Nicole Flattery.

Nicole Flattery on her new book: ‘I’m curious to see how people feel about it’

Interview by Clodagh McGlynn, TY, Loreto College, Mullingar

Local author Nicole Flattery was listed on The Irish Times ‘50 people to look out for in 2023’. She has written a book of short stories ‘Show Them a Good Time’, which featured her story ‘Track’ that won the 2017 White Review Short Story Award.

Her novel ‘Nothing Special’ is coming out in March.

The Westmeath Examiner spoke to the Mullingar native as she prepares to release her new book.

Q. What made you want to become a writer?

I studied theatre and film in college. I read a lot of plays. I was always working on plays. I did a playwriting module in third year and another in fourth year and I wrote a play at the end of that.

I really enjoyed the process of spending time on my own writing and I decided that I wanted to try to write short stories, and I did creative writing in Trinity for a year. On another level, I’ve always been a big reader. I think my desire to write came from that but it was only really in my fourth year of college that I thought about it as something more serious that I wanted to do, but I wasn’t published until many years later, until I was 25 or 26.

Q. Where do you get your inspiration from?

I read a lot. It’s funny because with the first book, the story is kinda surreal and otherworldly and extremely odd things happen, but I think all of them came from real life inspiration – things that I’ve been thinking about or things I’ve been frustrated by. Nearly everything arrives from my own life in some shape or form.

There’s a story in my collection set in a petrol station. My sister worked in a petrol station and I thought that was really cool.

I always read about that setting. I have an ebook coming out next month and it’s set in the 1960s. I feel like there’s a lot of myself in the book. A lot of things that I’ve been thinking about in my own life. I think inspiration comes from pretty much everything, all over really – probably my own life the most.

Q. What is your writing process?

It varies. At the moment I’m doing a lot of promotion for this book, or I will be doing a lot of promotion for this book. I’m answering a lot of questionnaires and writing articles and things like that. So I haven’t had much time in the last few weeks to work on my own stuff – but I’m writing a novel. I’m pretty dedicated and I’m lucky because I’m doing it full time at the moment. I write quite a bit in the morning and then revise in the afternoon. I can be a slow writer, it takes me a while to write anything, but I can be pretty focused when I get to a certain point.

Q. Would you say that Mullingar has influenced your writing?

Yes, in the sense that I grew up there, I went to school there and a lot of my friends are from there. I went to Loreto, I had a lot of great teachers in Loreto. I think that you’re always influenced by the place you grow up. I came home for the fleadh in August! So yeah of course it has.

Dataset extract —

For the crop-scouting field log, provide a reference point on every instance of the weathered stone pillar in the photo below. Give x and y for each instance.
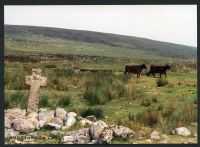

Requirement 1 —
Translate this sentence from the interview into Spanish: "My sister worked in a petrol station and I thought that was really cool."
Requirement 2 —
Reproduce the part of the interview that begins at the words "Q. Where do" and stops after "was really cool.".
The data has no role in any of this work.

Written response 1 —
Mi hermana trabajó en una gasolinera y me pareció algo genial.

Written response 2 —
Q. Where do you get your inspiration from?

I read a lot. It’s funny because with the first book, the story is kinda surreal and otherworldly and extremely odd things happen, but I think all of them came from real life inspiration – things that I’ve been thinking about or things I’ve been frustrated by. Nearly everything arrives from my own life in some shape or form.

There’s a story in my collection set in a petrol station. My sister worked in a petrol station and I thought that was really cool.